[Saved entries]
* * * * * * *
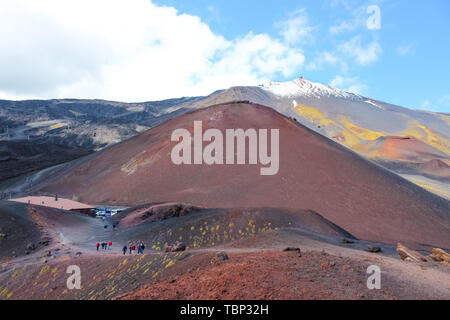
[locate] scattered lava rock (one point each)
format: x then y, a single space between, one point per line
222 256
408 254
180 246
30 247
440 255
374 249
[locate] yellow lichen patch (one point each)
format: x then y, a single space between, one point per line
44 270
4 291
359 132
313 115
445 117
346 138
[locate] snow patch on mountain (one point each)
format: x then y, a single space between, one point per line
303 87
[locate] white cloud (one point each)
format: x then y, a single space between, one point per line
296 28
403 50
343 27
445 99
130 51
350 84
363 55
327 58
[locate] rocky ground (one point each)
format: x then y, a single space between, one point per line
246 267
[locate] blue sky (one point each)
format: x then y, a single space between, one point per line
412 68
141 50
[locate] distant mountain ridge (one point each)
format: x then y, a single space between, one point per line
360 123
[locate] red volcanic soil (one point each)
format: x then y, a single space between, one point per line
267 275
17 230
404 149
314 173
435 167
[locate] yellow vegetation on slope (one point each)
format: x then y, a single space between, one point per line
312 114
361 133
426 135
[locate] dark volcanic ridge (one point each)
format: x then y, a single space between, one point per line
315 173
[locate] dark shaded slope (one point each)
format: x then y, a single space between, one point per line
315 173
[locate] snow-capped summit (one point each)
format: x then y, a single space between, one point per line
303 87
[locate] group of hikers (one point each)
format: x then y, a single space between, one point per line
104 245
132 248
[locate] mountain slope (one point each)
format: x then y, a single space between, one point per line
314 173
354 121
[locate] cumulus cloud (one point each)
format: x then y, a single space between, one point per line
364 55
130 51
296 28
404 50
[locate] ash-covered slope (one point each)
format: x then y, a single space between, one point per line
354 121
314 173
36 134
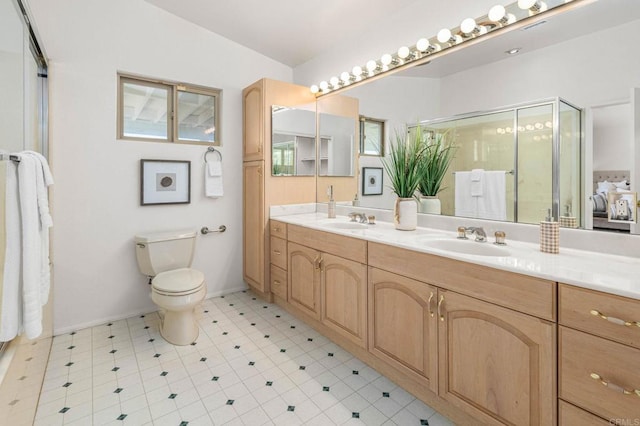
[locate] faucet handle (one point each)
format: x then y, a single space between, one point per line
462 233
500 238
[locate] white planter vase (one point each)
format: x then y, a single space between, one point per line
405 214
430 204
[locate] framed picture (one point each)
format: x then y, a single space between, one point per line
165 182
622 206
372 181
371 136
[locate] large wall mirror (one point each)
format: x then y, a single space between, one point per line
582 60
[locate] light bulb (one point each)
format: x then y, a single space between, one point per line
468 25
423 45
497 12
403 52
532 5
444 35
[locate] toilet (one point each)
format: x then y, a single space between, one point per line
176 288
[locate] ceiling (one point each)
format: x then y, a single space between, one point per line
289 31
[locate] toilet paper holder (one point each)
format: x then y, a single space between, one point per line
204 230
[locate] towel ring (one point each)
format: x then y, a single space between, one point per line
209 150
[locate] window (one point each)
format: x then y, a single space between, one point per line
371 136
154 110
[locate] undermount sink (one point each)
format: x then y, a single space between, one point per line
468 247
345 225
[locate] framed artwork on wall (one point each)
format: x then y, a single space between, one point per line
165 182
372 181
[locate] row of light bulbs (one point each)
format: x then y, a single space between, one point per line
498 16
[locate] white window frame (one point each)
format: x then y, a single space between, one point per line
172 88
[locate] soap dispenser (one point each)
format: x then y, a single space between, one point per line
331 211
549 235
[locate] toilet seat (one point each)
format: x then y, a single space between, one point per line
178 282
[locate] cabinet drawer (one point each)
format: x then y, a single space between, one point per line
278 229
279 252
346 247
522 293
570 415
582 355
577 305
279 282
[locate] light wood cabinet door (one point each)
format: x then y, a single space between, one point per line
304 279
343 288
253 123
496 364
403 324
253 262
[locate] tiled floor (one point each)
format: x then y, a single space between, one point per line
252 364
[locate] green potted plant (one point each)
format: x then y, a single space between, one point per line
437 154
401 166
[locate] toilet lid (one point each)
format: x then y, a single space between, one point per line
178 280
* * * * * * *
* **TASK DETAILS**
The range runs from the line above containing "[locate] row of light bulbs (one point each)" to the line containing "[locate] toilet lid (one point each)", inclusive. Restate those lines word for word and no others.

* **TASK RESPONSE**
[locate] row of light bulbs (one point each)
format: x then y, a single space between, one point per line
498 16
[locate] white window frame (one point each)
format: x then y, a single space between, one point per line
172 88
[locate] soap dispenser (one point each)
format: x then y, a single space between, one point per line
331 211
549 235
[locate] toilet seat (one point each)
format: x then y, a single space between, one point per line
178 282
[locate] cabinet drawer (one point each)
format: x then y, a single space between, one point per line
278 229
279 252
346 247
522 293
570 415
582 355
577 305
279 282
[locate] light wood cabinet door (one point each)
format: x then y, a single space between, one point per line
304 279
343 288
253 123
496 364
403 324
253 262
[locate] tiled floor (one point each)
format: x then y, a single space between, one point per line
252 364
[locate] green potted plant (one point each)
format: x then y, a single space between, one point per line
437 154
401 166
[locate] toilet lid (one point each)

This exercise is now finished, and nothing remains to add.